_The task_
Reproduce the material below without changes, from the line containing "class=girl in orange sweater" through the end of the material.

_Exercise input_
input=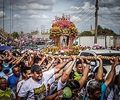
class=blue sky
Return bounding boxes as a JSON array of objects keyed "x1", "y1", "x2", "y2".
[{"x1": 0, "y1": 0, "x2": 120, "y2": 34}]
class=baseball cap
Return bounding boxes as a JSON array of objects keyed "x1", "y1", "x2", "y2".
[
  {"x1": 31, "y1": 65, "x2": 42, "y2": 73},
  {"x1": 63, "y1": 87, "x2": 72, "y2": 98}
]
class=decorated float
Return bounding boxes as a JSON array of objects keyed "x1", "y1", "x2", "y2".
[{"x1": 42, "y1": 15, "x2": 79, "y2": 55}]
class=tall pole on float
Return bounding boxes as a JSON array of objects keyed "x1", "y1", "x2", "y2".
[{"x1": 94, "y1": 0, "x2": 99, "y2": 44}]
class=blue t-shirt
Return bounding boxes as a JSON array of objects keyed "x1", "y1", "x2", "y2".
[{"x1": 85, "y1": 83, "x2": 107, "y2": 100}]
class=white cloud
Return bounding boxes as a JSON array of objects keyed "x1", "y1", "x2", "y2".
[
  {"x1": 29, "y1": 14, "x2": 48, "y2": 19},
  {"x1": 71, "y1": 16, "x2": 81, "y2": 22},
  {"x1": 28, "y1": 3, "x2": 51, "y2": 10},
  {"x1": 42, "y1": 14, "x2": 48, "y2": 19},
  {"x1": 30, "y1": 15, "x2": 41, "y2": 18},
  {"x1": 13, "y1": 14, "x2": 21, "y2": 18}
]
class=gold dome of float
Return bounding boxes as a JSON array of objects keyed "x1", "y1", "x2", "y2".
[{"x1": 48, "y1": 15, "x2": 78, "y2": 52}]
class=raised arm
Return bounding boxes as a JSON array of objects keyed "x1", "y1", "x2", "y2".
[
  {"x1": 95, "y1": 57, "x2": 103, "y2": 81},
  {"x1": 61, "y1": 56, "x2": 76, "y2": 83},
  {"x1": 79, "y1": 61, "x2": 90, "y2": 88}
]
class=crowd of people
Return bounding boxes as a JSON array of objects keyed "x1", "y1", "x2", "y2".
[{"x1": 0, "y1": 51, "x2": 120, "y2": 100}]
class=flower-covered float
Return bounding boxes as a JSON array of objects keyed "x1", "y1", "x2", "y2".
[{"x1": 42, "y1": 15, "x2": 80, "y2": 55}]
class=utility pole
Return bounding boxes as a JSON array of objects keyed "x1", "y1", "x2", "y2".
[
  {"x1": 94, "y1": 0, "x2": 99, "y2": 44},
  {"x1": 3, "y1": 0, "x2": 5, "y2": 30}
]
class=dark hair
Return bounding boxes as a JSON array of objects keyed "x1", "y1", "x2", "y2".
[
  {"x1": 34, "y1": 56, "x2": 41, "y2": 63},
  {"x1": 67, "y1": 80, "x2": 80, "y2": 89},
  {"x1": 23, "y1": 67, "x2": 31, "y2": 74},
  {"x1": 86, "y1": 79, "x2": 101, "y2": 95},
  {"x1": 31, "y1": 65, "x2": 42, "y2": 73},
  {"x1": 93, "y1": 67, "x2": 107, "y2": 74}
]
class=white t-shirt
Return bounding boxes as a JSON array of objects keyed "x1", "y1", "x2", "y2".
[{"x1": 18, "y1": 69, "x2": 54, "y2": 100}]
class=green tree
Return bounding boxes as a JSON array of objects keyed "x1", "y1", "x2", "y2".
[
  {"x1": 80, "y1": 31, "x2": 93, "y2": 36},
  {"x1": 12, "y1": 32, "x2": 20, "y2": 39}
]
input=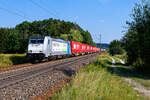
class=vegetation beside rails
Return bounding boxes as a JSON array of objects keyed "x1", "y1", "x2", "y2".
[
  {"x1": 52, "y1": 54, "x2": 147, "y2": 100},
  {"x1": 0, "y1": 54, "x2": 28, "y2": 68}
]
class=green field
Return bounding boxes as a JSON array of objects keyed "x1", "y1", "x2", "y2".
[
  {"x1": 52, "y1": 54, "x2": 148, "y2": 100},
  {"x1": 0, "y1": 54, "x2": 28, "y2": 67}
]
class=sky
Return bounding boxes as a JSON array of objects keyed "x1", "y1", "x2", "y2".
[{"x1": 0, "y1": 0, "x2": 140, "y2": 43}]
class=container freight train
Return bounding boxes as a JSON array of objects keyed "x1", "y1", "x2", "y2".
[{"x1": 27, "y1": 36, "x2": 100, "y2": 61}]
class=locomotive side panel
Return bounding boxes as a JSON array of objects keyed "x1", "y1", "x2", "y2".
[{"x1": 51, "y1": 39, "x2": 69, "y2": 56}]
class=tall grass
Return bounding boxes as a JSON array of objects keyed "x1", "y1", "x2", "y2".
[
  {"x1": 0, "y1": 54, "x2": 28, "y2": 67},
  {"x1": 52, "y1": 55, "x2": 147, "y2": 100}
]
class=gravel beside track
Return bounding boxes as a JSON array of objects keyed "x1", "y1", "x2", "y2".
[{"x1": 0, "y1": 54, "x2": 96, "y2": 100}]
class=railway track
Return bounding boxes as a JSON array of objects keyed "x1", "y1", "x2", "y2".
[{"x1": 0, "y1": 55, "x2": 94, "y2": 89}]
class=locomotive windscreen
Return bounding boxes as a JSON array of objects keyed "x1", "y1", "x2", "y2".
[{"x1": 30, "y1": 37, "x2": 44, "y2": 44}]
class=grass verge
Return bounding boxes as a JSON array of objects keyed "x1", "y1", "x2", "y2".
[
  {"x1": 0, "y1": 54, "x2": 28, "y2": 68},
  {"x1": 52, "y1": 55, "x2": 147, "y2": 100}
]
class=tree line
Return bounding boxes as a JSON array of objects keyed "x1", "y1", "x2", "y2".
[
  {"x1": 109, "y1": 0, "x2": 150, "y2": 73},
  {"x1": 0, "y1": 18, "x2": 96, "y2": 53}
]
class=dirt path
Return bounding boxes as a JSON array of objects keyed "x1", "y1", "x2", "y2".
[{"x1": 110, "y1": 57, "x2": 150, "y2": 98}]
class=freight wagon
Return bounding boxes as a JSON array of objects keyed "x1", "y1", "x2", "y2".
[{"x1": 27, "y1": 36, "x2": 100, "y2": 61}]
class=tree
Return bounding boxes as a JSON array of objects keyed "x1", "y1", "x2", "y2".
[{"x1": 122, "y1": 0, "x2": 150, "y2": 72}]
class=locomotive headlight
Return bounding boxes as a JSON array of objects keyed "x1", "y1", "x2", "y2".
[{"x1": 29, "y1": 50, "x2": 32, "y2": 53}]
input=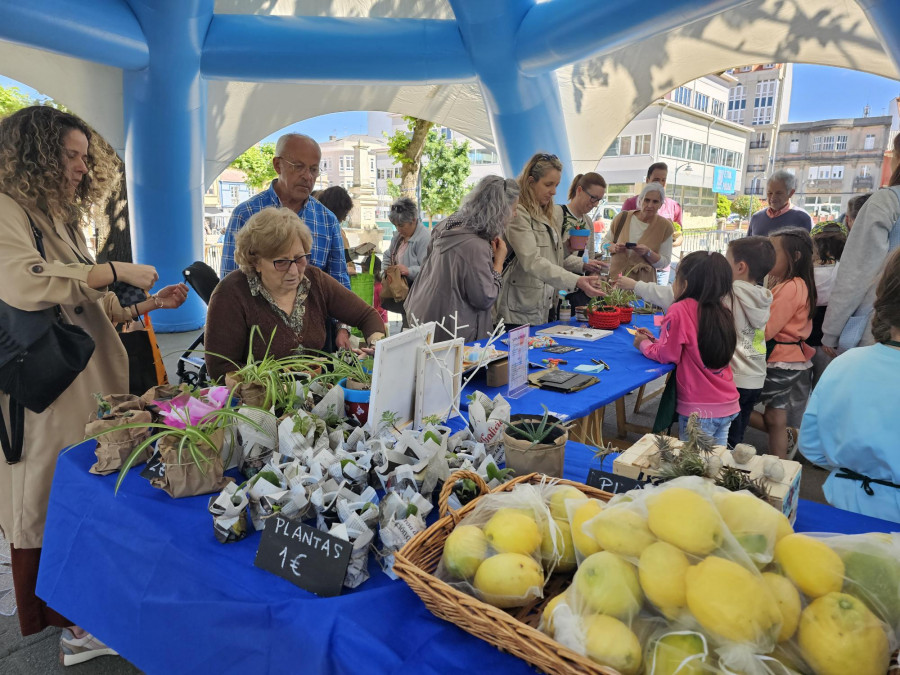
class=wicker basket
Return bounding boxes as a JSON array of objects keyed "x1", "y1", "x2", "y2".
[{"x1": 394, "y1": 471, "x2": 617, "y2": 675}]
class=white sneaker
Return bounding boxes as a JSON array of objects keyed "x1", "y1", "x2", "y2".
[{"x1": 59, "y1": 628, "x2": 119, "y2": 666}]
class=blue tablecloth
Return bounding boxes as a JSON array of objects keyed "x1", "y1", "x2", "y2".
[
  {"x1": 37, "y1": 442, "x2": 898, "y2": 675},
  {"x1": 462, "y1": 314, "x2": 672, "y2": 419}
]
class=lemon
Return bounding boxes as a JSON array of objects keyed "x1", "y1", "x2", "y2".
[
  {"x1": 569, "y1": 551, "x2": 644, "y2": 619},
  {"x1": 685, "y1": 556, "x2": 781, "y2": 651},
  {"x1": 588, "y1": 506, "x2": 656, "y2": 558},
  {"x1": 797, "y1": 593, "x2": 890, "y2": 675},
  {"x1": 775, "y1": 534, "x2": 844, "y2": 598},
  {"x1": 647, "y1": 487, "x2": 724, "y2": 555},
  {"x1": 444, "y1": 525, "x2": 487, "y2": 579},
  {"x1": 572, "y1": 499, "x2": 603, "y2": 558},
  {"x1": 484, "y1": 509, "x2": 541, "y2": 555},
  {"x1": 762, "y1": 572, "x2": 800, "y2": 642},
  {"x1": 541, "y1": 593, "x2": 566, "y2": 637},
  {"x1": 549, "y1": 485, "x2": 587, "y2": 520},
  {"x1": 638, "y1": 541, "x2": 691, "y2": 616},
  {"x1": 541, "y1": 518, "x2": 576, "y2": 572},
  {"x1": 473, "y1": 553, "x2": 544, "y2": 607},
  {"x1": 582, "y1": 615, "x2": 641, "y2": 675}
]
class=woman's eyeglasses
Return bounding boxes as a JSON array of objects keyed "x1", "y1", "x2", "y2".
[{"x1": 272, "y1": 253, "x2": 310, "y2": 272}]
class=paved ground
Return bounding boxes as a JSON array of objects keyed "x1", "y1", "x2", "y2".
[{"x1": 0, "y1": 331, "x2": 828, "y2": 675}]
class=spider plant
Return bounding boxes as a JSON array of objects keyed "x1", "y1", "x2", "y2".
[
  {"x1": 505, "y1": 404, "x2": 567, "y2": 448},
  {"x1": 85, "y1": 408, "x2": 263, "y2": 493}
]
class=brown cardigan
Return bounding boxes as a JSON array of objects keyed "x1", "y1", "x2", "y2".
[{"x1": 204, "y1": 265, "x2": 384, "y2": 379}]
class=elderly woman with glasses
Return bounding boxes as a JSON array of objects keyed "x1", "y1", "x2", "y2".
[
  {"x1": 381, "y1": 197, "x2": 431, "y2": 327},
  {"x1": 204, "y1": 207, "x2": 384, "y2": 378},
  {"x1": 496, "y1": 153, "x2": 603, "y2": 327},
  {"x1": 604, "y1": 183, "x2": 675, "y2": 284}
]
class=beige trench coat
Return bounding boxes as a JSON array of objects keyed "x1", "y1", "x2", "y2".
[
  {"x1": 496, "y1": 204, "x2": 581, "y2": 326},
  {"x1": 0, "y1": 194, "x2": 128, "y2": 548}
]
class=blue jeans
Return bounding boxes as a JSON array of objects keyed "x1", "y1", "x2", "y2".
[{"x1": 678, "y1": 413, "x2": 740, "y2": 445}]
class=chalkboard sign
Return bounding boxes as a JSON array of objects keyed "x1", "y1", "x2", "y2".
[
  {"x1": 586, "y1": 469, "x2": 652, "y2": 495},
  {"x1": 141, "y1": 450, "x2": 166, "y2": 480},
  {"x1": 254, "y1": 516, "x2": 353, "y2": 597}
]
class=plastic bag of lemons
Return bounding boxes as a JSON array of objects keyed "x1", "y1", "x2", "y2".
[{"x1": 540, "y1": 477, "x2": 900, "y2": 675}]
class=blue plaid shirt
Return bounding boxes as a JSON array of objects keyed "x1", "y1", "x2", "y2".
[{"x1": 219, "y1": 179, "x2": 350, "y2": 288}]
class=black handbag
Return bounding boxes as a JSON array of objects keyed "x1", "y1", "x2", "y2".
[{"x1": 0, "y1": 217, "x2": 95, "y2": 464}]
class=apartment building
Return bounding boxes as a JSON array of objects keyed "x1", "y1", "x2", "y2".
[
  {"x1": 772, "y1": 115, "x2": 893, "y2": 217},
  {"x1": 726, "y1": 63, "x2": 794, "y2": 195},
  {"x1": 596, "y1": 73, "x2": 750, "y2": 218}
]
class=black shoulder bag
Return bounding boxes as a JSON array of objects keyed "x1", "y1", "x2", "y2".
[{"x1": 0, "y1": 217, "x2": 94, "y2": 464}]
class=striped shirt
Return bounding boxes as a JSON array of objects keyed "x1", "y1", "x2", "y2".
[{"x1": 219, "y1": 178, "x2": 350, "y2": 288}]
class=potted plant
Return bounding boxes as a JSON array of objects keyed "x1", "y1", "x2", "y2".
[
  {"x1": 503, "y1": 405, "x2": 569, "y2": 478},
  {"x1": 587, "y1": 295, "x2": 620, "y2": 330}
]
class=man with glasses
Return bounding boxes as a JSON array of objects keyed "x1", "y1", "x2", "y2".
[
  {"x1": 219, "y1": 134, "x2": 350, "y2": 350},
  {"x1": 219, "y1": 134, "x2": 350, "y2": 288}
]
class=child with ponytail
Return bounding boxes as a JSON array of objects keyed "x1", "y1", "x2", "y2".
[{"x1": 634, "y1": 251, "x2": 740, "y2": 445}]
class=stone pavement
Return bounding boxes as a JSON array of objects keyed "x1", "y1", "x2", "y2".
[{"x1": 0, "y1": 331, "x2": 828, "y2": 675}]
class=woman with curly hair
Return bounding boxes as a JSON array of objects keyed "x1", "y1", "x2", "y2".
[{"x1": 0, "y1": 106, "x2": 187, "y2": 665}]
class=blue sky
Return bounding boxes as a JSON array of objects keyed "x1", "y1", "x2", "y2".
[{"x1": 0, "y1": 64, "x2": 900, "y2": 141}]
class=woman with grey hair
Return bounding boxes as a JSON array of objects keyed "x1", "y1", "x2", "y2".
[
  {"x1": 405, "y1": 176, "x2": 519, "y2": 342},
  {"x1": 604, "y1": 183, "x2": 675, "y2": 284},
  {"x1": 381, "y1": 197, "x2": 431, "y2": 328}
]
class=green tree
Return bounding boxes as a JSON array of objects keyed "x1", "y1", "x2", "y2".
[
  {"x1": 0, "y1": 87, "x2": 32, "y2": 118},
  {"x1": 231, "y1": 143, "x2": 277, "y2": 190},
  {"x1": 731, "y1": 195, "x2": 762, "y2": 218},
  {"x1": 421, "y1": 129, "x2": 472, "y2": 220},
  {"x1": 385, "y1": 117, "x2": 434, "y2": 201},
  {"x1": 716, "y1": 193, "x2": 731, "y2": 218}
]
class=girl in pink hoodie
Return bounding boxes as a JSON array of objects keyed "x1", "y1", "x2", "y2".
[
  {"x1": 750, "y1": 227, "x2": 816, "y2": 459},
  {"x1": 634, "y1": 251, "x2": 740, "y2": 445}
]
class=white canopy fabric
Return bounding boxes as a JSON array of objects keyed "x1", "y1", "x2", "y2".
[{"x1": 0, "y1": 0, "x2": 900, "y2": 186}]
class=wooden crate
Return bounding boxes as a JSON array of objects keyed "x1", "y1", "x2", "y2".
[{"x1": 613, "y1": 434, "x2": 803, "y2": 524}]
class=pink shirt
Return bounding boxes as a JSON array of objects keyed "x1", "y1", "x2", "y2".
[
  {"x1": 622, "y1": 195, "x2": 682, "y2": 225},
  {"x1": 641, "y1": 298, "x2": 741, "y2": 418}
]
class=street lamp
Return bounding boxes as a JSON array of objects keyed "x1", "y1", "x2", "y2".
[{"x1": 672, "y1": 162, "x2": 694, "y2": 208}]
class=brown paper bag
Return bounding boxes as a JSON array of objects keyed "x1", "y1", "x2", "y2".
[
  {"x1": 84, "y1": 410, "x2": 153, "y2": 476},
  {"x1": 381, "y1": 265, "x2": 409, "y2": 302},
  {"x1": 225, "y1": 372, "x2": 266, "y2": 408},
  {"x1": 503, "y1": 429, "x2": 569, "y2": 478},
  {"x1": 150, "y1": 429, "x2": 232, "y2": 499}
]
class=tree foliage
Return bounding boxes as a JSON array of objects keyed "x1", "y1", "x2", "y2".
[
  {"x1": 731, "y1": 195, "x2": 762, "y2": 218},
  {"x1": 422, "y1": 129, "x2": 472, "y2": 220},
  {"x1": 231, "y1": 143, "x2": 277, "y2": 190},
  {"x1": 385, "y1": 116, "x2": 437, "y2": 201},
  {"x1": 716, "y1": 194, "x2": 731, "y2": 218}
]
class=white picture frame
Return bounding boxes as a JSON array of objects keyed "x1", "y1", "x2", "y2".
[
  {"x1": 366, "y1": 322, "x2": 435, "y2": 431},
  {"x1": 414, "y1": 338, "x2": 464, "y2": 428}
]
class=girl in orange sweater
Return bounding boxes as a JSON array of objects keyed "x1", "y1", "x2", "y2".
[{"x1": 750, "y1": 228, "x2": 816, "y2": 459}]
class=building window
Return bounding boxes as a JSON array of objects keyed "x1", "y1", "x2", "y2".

_Answer below_
class=girl in orange sweater
Return bounding boxes as a JSON array of objects keyed "x1", "y1", "x2", "y2".
[{"x1": 750, "y1": 228, "x2": 816, "y2": 459}]
class=building window
Return bounding boxes as a JSON array of objects keyed "x1", "y1", "x2", "y2".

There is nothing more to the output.